── Textauszug ──

„Sag mal, Phil.“ wecke ich den Vierbeiner, der neben dem Schreibtisch vor sich hindöst.
Er hebt den Kopf und schaut mich fragend an.
„Du bist doch ein schlauer Hund, oder?“
„Na klar. Man munkelt, ich sei hochbegabt.“
„Dann kannst du mir bestimmt helfen.“
„Wobei denn?“
„Bei dieser Mail, die gerade reingekommen ist. Da geht’s um die Renovierung der Kreuzkapelle. Ich hab die jetzt drei mal gelesen. Aber ich kapiers nicht.“
„Okay. Lass hören.“
„Bei Ausführung der Wetterschutzverschalung“ lese ich vor „sind die losen Gefache durch Auskeilen gegen die verschraubte Schalung und gegen die geschädigte Schwelle zu sichern. Die stark geschädigten Pfosten- und Strebenfußpunkte sind ebenfalls gegen die geschädigte Schwelle soweit als möglich kraftschlüssig auszukeilen…“
„Hmmm.“ überlegt der Hund. „Joah. Also. Vielleicht. Ähm… Nee. Oder. Doch. Klar.“
„Bitte?“
„Du musst auskeilen. Steht da doch. Klar und deutlich.“
„Was?“
„Auskeilen. Mit nem Keil. Oder nem Keilapparat. Oder nem Keilerwerkzeug. Einfach machen. Keine große Sache.“
Phil nickt wissend und rollt sich wieder auf seiner Decke ein. „Wie gut, dass du mich hast.“ murmelt er. „Ohne mich wärst du echt aufgeschmissen.“
Ich verdrehe die Augen, schnaufe laut und vergrabe den Kopf in den Händen.
„Alter. Das nervt. So langsam hab ich echt keinen Bock mehr.“ beschwere ich mich.
Phil steht auf, trottet zu mir hin und legt seinen Kopf in meinen Schoß.
„Das regt dich auf, gell?“
„Ja. Aber sowas von. Ständig muss ich mich um Zeugs kümmern, von dem ich null Ahnung habe.“
„Wieso keine Ahnung? In den letzten fünf Jahren bist du pausenlos am renovieren, sanieren und reparieren. Mittlerweile kennst du dich doch ganz gut aus auf’m Bau.“
„Schon. Irgendwie. Learning by doing nennt man das.“
„Wo ist dann das Problem?“ will Phil wissen.
„Das Problem ist, dass es in keiner einzigen Vorlesung an der Uni jemals ums Auskeilen ging. Oder um Wetterschutzverschalungen. Ich kann mich auch an keine Fortbildung zum Thema Gebäudemanagement erinnern. Oder Statik, Blitzschutz, Schimmelbefall an Kirchenorgeln und Vorschriften zur Arbeitssicherheit in Kita-Küchen. Da gab’s auch keinerlei Input in Sachen Finanzverwaltung und Wirtschaftlichkeitsanalysen. Lauter Zeugs, um das ich mich kümmern muss. Für das ich die Letztverantwortung trage und gerade stehen muss. Weil ich der leitende Pfarrer bin.“
„Naja.“ kichert Phil. „Immerhin bist du geweiht. Und mit der Priesterweihe kommt doch automatisch alles Wissen vom Himmel, das du brauchst, um den Laden zu rocken.“
„Haha. Witzig. Nicht.“ entgegene ich trocken.

───
── Bereitgestellte Angaben ──

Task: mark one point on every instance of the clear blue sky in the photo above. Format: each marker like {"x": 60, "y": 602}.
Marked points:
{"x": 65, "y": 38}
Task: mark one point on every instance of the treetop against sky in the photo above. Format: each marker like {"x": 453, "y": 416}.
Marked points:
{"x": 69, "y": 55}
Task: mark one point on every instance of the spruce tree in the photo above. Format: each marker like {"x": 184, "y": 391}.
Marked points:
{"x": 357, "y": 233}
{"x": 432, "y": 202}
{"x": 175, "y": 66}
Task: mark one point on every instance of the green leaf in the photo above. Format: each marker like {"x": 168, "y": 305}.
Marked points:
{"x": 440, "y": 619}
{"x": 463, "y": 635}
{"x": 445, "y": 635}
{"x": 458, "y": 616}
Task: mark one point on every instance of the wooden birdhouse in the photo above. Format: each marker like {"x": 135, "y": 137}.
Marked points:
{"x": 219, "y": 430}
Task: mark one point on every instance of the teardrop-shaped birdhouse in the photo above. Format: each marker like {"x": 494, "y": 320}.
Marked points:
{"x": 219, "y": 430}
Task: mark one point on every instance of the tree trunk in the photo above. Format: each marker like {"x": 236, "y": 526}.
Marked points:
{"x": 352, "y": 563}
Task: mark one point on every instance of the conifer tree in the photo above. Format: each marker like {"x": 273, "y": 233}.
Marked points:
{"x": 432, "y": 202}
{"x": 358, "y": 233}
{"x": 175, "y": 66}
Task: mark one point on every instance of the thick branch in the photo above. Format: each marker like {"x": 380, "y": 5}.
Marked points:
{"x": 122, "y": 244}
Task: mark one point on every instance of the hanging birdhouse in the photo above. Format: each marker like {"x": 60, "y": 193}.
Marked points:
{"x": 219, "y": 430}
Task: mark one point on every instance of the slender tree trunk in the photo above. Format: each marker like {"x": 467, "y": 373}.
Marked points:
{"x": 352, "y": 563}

───

Aufgabenstellung:
Gib den Abschnitt aus dem Gespräch mit dem Hund Phil wortgetreu wieder, der mit „Phil steht auf, trottet“ beginnt und sich bis „will Phil wissen.“ erstreckt.

Lösung:
Phil steht auf, trottet zu mir hin und legt seinen Kopf in meinen Schoß.
„Das regt dich auf, gell?“
„Ja. Aber sowas von. Ständig muss ich mich um Zeugs kümmern, von dem ich null Ahnung habe.“
„Wieso keine Ahnung? In den letzten fünf Jahren bist du pausenlos am renovieren, sanieren und reparieren. Mittlerweile kennst du dich doch ganz gut aus auf’m Bau.“
„Schon. Irgendwie. Learning by doing nennt man das.“
„Wo ist dann das Problem?“ will Phil wissen.